■ The task ■
Write out all entries word for word.

■ Data to examine ■
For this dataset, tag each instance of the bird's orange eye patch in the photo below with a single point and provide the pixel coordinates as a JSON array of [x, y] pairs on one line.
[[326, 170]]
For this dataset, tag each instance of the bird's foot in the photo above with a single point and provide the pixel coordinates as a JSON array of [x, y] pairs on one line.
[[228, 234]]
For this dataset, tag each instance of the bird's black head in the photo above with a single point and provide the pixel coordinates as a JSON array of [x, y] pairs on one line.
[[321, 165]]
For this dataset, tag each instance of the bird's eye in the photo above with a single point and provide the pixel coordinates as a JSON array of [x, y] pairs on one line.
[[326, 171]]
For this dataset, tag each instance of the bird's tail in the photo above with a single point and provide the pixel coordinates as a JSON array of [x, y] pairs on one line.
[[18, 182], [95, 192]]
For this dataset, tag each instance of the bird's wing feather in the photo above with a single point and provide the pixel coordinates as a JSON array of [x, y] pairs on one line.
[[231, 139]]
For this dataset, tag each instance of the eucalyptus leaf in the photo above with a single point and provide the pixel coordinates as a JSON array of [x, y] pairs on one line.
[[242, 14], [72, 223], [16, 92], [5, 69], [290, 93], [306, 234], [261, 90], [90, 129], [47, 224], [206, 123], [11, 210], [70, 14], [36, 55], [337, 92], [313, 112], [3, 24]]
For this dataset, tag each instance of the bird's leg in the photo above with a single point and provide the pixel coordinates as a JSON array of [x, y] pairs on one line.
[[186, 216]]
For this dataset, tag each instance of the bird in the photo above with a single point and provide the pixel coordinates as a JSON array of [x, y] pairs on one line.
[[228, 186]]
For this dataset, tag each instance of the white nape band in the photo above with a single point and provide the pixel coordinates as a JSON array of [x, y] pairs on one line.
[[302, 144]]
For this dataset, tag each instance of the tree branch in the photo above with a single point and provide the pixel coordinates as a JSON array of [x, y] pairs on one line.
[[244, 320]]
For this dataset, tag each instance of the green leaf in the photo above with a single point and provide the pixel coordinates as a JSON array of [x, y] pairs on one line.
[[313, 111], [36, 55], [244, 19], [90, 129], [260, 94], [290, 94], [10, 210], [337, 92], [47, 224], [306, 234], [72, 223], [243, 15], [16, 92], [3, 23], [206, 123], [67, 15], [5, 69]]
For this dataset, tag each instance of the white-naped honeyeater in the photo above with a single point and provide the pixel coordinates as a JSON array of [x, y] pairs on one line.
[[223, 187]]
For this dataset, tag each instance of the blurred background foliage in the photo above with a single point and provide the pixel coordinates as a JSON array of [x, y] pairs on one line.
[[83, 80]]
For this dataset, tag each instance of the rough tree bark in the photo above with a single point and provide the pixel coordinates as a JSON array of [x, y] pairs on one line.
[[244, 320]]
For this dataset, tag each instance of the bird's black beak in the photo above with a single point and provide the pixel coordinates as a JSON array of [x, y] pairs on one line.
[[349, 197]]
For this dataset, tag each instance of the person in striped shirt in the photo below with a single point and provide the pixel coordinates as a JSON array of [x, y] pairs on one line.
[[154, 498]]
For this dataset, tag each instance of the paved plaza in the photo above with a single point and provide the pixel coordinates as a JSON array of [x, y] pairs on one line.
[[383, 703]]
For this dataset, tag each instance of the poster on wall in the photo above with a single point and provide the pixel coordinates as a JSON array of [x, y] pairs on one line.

■ Result of the task ■
For this dataset, tag each instance of the bird's orange eye patch in the photo below with a single point and provide the pixel coordinates as a JSON array of [x, y] pairs on one line.
[[326, 170]]
For this dataset, tag each instance of the bird's foot in the photo above with a single point and provide the pixel coordinates as a JSON array of [x, y] pairs on one line.
[[228, 234]]
For this dataset, tag each instance of the bird's black head in the photo above with a single point and provide the pixel coordinates as a JSON array of [x, y] pairs on one line.
[[321, 165]]
For this dataset, tag each instance of the bird's eye in the photo above with a single point and provide the pixel coordinates as a JSON array of [x, y] pairs on one line.
[[326, 171]]
For this dataset, tag each instance of the bird's tail in the photo above with a single point and provide the pixel coordinates as a JSON array of [x, y] pairs on one line.
[[18, 182], [95, 192]]
For this dataset, tag each instance of the bird's wing feather in the photo above with a single point and provide the pixel coordinates as a JSON array of [x, y] pairs on one line.
[[231, 139]]
For this dataset, tag each instance of the eucalyptus leaf in the photo above with a single point and provide the pixel coordinates as a JSON array of [x, y] pairs on one line.
[[242, 14], [72, 223], [16, 92], [5, 69], [290, 93], [306, 234], [261, 90], [90, 129], [47, 224], [206, 123], [11, 210], [70, 14], [36, 55], [337, 92], [313, 112], [3, 24]]
For this dataset, tag each instance of the bird's leg in the photo above with a single point and provide the pixel coordinates as a JSON array of [x, y] pairs on one line.
[[186, 216]]
For this dataset, tag each instance of the bird in the photo above with a single point and provide the pixel coordinates as a JSON array of [x, y] pairs on one line.
[[228, 186]]
For this dataset, tag each instance of the white nape band in the photo above with a single point and provide the pixel coordinates as a JSON array of [x, y] pairs on one line.
[[302, 144]]
For this dataset, tag each instance of the tree branch in the photo above with a single point and provide the pixel coordinates as a JSON array of [x, y] pairs on one line.
[[244, 320]]
For this dataset, tag each instance of the green leaf in the photo above with a single point and provide the pixel coordinates as a JSON array of [x, y] pairs on one line.
[[313, 111], [36, 55], [244, 19], [90, 129], [260, 94], [290, 94], [10, 210], [337, 92], [47, 224], [306, 234], [72, 223], [243, 15], [16, 92], [3, 23], [206, 123], [67, 15], [5, 69]]
For this dataset, tag each instance of the white-naped honeyeater in the photo above with a single point and provide the pixel coordinates as a JSON array of [x, y] pairs on one line.
[[223, 187]]
For this dataset, tag each instance of the blurred background foliage in the photo above with a single point and provide the pixel coordinates as a JSON array of [x, y] pairs on one line.
[[83, 80]]
For this dataset, tag each instance of the rough tree bark in the photo above with a single point and provide the pixel coordinates as a JSON array of [x, y] pairs on one line.
[[244, 320]]
For this dataset, tag each instance of the bird's black beak in the photo above with a single point and provide the pixel coordinates as a JSON array of [x, y] pairs on one line.
[[349, 197]]
For this dataset, tag each instance of the person in striped shirt in the photo below with a single point and provide the pixel coordinates as a JSON array of [x, y] pairs on one line.
[[154, 498]]
For this dataset, tag each instance of the paved plaza in the photo above with a single point and provide the pixel coordinates as a JSON array of [x, y] pairs on one line.
[[383, 703]]
For this dataset, tag each instance of the poster on wall in the photo above with a single point and provide the pixel coordinates as a JSON array of [x, y] pairs on one line.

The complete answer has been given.